To-do list:
[a] Answer these questions from the blog post on LinkedIn profile ownership, marking each answer the same way as its question.
(i) Which compliance software vendor issued the press release?
(ii) What is the name of the social media monitoring and management software that received the new LinkedIn features?
(iii) According to FINRA, what kind of content is a LinkedIn profile?
[b] List every category the blog post on LinkedIn profile ownership is filed under.
[c] Pick up the blog post on LinkedIn profile ownership after its last sentence and keep writing it.
[start of Passage]
Who Owns Your Linked In Profile?

by | Jun 10, 2011 | Blog, Blog Archive, Industry News, Multi-Channel Marketing | 0 comments

Compliance is good, right? So there shouldn’t be any controversy about a new tool that enables compliance. So far, there hasn’t been much resistance to corporate social media policies or to the use of monitoring tools for Facebook, Twitter, and other social media sites.

On Wednesday, however, a press release from compliance software vendor Actiance  announcing some new LinkedIn features for its Socialite social media monitoring and management software resulted in this headline:

Actiance: All your LinkedIn profiles belong to us

That isn’t exactly what the company says in its press release. What the Actiance press release said is:

“Actiance today announced new capabilities within its Socialite solution to proactively allow organizations to approve content and changes made to employee LinkedIn profiles The only vendor to provide Static Content Pre-Approval Workflow, Actiance ensures all companies, including financial services firms, can remain in compliance with regulations, such as Financial Industry Regulatory Advisory (FINRA) Regulatory Notice 10-06, which requires all static content to be pre-approved prior to publishing.”

The press release makes it clear that the product is specific to companies regulated under FINRA guidelines – and FINRA has clearly stated that in the financial services industry, there is no line of demarcation between a registered representative’s personal and professional use of social media. FINRA also defines LinkedIn profiles as static content that requires pre-approval.

So how did announcing a new tool for financial industry social media compliance turn into a headline that seems designed to create controversy?  To put it simply, LinkedIn is different in the minds of many users.
[end of Passage]
[start of Extracted records]
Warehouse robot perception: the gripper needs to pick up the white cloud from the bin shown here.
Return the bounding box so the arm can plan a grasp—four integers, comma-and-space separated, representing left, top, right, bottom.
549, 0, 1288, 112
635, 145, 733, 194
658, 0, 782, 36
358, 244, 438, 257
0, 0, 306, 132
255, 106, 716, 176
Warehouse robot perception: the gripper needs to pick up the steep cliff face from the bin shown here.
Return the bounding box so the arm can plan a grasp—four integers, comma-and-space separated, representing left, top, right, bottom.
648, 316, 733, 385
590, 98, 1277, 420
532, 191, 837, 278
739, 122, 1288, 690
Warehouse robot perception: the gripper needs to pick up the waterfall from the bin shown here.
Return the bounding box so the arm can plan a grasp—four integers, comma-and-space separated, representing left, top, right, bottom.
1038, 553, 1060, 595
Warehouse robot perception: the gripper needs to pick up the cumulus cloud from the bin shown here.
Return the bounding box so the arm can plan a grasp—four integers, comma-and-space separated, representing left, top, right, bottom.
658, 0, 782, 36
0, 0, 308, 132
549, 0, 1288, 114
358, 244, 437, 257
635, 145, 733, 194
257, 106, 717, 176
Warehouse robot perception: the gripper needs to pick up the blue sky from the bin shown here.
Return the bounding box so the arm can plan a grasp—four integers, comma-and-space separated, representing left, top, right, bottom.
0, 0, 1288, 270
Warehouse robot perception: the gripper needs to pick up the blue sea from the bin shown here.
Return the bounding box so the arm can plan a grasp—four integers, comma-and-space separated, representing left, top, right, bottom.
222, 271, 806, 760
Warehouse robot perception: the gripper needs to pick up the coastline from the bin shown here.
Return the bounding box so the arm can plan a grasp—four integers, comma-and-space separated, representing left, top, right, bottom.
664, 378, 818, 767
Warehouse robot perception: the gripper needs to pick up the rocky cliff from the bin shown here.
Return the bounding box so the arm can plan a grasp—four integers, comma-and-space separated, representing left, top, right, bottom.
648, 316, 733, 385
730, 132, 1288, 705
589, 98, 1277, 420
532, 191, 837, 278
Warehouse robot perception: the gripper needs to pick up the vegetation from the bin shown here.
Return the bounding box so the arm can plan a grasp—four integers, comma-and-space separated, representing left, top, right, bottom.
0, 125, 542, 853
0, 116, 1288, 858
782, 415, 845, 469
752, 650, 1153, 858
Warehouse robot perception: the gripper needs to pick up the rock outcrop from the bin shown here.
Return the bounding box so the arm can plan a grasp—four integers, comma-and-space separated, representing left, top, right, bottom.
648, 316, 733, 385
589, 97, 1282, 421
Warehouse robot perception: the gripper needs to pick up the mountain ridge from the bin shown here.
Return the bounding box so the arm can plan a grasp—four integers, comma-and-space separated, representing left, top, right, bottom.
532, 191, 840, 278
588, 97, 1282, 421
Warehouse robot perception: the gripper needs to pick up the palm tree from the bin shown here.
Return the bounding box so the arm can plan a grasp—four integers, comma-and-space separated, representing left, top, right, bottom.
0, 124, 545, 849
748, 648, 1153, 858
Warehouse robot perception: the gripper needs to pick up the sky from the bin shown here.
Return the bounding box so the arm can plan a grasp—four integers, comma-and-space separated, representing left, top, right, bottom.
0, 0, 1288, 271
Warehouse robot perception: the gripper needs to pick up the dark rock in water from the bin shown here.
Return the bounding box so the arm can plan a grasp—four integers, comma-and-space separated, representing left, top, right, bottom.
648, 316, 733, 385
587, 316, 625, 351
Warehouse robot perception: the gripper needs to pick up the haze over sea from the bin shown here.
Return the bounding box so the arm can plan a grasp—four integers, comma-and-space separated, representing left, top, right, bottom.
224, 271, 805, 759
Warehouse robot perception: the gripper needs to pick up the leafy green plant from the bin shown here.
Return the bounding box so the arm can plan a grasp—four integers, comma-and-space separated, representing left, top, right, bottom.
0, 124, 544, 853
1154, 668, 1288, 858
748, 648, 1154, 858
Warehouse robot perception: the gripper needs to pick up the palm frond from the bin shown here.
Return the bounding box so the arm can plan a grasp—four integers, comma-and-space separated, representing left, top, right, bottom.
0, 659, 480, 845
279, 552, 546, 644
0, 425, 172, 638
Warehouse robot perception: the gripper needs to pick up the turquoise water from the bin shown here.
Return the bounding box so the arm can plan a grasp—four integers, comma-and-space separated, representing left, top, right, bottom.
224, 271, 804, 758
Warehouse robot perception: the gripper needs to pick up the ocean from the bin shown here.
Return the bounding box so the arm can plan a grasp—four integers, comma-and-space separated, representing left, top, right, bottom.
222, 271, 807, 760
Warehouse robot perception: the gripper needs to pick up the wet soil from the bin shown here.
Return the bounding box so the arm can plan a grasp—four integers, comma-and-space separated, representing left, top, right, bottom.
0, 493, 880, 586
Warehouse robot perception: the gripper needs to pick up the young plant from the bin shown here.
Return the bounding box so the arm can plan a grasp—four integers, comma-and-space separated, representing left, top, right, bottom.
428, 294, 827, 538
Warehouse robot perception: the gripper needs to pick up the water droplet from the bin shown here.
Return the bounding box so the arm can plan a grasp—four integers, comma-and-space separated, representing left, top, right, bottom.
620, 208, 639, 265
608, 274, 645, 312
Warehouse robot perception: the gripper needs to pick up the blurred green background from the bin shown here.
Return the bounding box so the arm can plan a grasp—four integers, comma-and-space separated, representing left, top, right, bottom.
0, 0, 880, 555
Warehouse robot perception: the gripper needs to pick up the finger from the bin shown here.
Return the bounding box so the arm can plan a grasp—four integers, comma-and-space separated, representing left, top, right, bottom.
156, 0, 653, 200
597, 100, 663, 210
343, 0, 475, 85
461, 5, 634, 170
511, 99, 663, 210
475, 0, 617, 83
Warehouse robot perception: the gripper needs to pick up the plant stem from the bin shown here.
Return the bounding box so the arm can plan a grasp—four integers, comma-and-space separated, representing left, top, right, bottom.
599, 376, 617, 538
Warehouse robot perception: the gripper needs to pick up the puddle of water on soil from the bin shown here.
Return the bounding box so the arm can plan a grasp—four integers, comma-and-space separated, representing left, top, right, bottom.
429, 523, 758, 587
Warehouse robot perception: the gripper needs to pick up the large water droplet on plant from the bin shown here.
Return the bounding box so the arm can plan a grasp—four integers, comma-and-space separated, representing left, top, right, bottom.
[end of Extracted records]
Per-task outputs:
[a]
(i) Actiance
(ii) Socialite
(iii) Static content that requires pre-approval

[b] Blog; Blog Archive; Industry News; Multi-Channel Marketing

[c]
What makes LinkedIn different is that a lot of people use LinkedIn as a way to develop connections that will boost their careers – or as a job search and business development site. Until recently few companies had LinkedIn pages – and many LinkedIn users have maintained profiles through multiple jobs, and feel strongly that they are personal and no business of their current employer so long as they are not used to speak for the company.

Recently, however, LinkedIn has become one of the most powerful social media channels for corporate and local marketers as well. Many multi-channel marketing organizations have reported outstanding results from participation in LinkedIn Groups and communities, and are encouraging employee use of the product as part of corporate marketing efforts.

Distributed Marketing decided to ask insurance, legal, HR, and social media experts from around the country for their thoughts on the subject – and selected eight of the most interesting replies.  Most of the experts who volunteered their thoughts saw both sides of the question – that of the corporation struggling to comply with regulations, and the employee who wants to separate personal and professional use of social media tools.

Over 80 comments readers of Peter Shankman’s HARO service responded. What set these eight experts apart was the insightful or practical comments they provided to help employers or employees struggling with social media compliance.

# # #

Insurance industry expert Bill Tyson, CEO, Strategic Marketing Plus, LLC  can see the issue from both sides – the need of businesses in regulated industries to monitor online activity, and the need of business professionals to use technology to help them achieve their career goals.

“It’s a fact, social media has the potential to magnify common business risks such as: legal, compliance and regulatory risks, brand or reputation risks, stock price manipulation and/or insider trading risks, leaks of confidential information – just to name a few.

“The Financial reforms underway in the USA (and other parts of the world) will definitely require heavier policing of employee behavior and conduct and that extends beyond the workplace. Unfortunately, this includes stricter enforcement of and adherence to those policies and procedures. Without such a tool, how can a business avoid nasty surprises and truly monitor and enforce policies, non-disclosure agreements and codes of conduct, proving they are in fact in compliance with such laws and regulations?

“Similar to information security, it is now highly probable that clients, investors and insurers will one day insist that you not only adopt stricter policing and enforcement procedures but you prove it. This tool helps a compliance officer do that – and I am all for that type of loss control and mitigation of business risks.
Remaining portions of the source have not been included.